══ Task inputs

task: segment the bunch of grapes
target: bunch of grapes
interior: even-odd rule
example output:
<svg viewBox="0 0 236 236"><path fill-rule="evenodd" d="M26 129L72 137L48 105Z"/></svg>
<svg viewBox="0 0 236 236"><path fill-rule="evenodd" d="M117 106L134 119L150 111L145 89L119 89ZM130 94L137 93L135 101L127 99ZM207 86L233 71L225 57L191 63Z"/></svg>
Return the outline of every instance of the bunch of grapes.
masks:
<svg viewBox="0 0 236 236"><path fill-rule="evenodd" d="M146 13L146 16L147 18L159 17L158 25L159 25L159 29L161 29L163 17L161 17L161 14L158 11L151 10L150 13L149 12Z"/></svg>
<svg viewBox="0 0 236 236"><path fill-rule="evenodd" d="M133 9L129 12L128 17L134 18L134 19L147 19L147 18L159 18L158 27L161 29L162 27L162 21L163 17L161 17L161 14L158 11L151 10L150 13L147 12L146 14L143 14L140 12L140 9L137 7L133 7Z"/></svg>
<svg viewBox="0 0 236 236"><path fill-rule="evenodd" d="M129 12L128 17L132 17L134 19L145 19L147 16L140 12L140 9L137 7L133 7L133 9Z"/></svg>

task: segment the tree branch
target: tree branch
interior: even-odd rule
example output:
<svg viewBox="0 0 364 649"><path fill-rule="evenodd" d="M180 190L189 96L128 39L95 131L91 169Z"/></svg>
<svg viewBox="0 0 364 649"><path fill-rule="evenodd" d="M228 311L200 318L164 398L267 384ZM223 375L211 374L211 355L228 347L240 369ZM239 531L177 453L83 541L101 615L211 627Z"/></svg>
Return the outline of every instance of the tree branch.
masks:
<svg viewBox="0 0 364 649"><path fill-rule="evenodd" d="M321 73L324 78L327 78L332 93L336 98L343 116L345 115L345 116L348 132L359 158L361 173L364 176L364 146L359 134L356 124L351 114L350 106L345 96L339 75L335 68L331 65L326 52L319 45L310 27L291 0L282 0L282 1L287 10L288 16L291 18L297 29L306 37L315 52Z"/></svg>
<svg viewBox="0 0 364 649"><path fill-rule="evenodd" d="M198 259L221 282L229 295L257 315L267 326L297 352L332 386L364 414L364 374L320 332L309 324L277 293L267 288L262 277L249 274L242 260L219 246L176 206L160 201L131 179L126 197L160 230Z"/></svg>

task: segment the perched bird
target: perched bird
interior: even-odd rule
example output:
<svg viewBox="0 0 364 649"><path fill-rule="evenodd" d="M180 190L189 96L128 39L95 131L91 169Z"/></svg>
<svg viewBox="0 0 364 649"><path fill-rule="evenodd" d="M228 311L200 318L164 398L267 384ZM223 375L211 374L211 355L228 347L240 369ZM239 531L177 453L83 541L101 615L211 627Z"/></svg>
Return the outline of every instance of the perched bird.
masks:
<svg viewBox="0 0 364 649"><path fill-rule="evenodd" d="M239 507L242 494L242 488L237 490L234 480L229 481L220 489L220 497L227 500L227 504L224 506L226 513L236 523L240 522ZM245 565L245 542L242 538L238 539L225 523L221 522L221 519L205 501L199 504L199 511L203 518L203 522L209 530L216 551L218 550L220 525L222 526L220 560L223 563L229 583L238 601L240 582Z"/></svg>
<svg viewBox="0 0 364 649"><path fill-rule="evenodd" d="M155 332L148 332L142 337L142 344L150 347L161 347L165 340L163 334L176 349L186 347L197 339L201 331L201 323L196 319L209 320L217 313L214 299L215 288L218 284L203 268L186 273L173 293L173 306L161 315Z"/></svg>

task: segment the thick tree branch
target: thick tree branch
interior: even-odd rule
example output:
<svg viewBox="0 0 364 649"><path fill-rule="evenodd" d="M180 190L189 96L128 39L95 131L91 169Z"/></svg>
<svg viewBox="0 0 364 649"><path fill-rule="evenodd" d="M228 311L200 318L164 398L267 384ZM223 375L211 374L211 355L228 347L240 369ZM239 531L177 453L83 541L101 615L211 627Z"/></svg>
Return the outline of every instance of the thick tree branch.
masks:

════

Arrange these lines as a JSON list of strings, one string for each line, leaving out blank lines.

- Answer to the exercise -
[
  "task: segment the bunch of grapes",
  "target: bunch of grapes",
  "interior: even-odd rule",
  "example output:",
  "<svg viewBox=\"0 0 236 236\"><path fill-rule=\"evenodd\" d=\"M26 129L72 137L48 105Z\"/></svg>",
  "<svg viewBox=\"0 0 236 236\"><path fill-rule=\"evenodd\" d=\"M117 106L134 119L150 111L145 89L119 89ZM130 94L137 93L135 101L127 99ZM207 86L233 71L225 57L191 63Z\"/></svg>",
  "Return the outline of every instance of the bunch of grapes.",
  "masks:",
  "<svg viewBox=\"0 0 236 236\"><path fill-rule=\"evenodd\" d=\"M146 13L146 16L147 18L159 17L158 25L159 25L159 29L161 29L163 17L161 17L161 14L158 11L151 10L150 13L149 12Z\"/></svg>",
  "<svg viewBox=\"0 0 236 236\"><path fill-rule=\"evenodd\" d=\"M133 9L129 12L128 17L134 18L134 19L147 19L147 18L159 18L158 27L161 29L162 27L162 21L163 17L161 17L161 14L158 11L151 10L150 13L147 12L146 14L143 14L140 12L140 9L137 7L133 7Z\"/></svg>",
  "<svg viewBox=\"0 0 236 236\"><path fill-rule=\"evenodd\" d=\"M129 12L128 17L132 17L134 19L145 19L147 16L140 12L140 9L137 7L133 7L133 9Z\"/></svg>",
  "task: segment the tree branch",
  "target: tree branch",
  "interior: even-odd rule",
  "example output:",
  "<svg viewBox=\"0 0 364 649\"><path fill-rule=\"evenodd\" d=\"M180 190L189 96L128 39L95 131L91 169Z\"/></svg>",
  "<svg viewBox=\"0 0 364 649\"><path fill-rule=\"evenodd\" d=\"M228 311L200 318L164 398L267 384ZM223 375L211 374L211 355L228 347L240 369ZM239 531L177 453L83 541L101 615L211 627Z\"/></svg>",
  "Return the outline of every instance of the tree branch.",
  "masks:",
  "<svg viewBox=\"0 0 364 649\"><path fill-rule=\"evenodd\" d=\"M321 73L324 78L327 78L332 93L336 98L343 116L345 115L345 116L348 132L359 158L361 173L364 176L364 146L359 134L356 124L351 114L350 106L345 96L339 75L335 68L331 65L326 52L319 45L310 27L291 0L282 0L282 1L287 10L288 16L291 18L297 29L306 37L315 52Z\"/></svg>",
  "<svg viewBox=\"0 0 364 649\"><path fill-rule=\"evenodd\" d=\"M198 259L221 282L229 295L257 315L267 326L297 352L332 386L364 414L364 374L320 332L309 324L277 293L267 288L262 277L249 274L242 260L219 246L176 206L160 201L131 179L126 197L160 230Z\"/></svg>",
  "task: segment the perched bird",
  "target: perched bird",
  "interior: even-odd rule",
  "example output:",
  "<svg viewBox=\"0 0 364 649\"><path fill-rule=\"evenodd\" d=\"M180 190L189 96L128 39L95 131L91 169Z\"/></svg>",
  "<svg viewBox=\"0 0 364 649\"><path fill-rule=\"evenodd\" d=\"M228 311L200 318L164 398L267 384ZM223 375L211 374L211 355L228 347L240 369ZM239 531L177 453L83 541L101 615L211 627Z\"/></svg>",
  "Return the outline of every instance of the perched bird.",
  "masks:",
  "<svg viewBox=\"0 0 364 649\"><path fill-rule=\"evenodd\" d=\"M239 507L242 494L242 488L237 490L234 480L229 481L220 489L220 497L227 500L227 504L224 506L226 513L236 523L240 522ZM245 565L245 542L242 538L238 539L225 523L221 522L221 519L205 501L199 504L199 511L203 518L203 522L209 530L216 551L218 550L220 525L222 526L220 560L223 563L229 583L238 601L240 582Z\"/></svg>",
  "<svg viewBox=\"0 0 364 649\"><path fill-rule=\"evenodd\" d=\"M155 332L148 332L142 337L142 344L150 347L161 347L165 340L163 334L176 349L186 347L197 339L201 331L201 323L196 319L209 320L217 313L214 299L215 288L218 284L203 268L186 273L173 293L173 306L161 315Z\"/></svg>",
  "task: segment the thick tree branch",
  "target: thick tree branch",
  "interior: even-odd rule",
  "example output:",
  "<svg viewBox=\"0 0 364 649\"><path fill-rule=\"evenodd\" d=\"M180 190L189 96L128 39L95 131L91 169Z\"/></svg>",
  "<svg viewBox=\"0 0 364 649\"><path fill-rule=\"evenodd\" d=\"M228 311L200 318L164 398L267 384ZM223 375L211 374L211 355L228 347L240 369ZM239 531L177 453L83 541L101 615L211 627Z\"/></svg>",
  "Return the outline of every instance of the thick tree branch.",
  "masks:"
]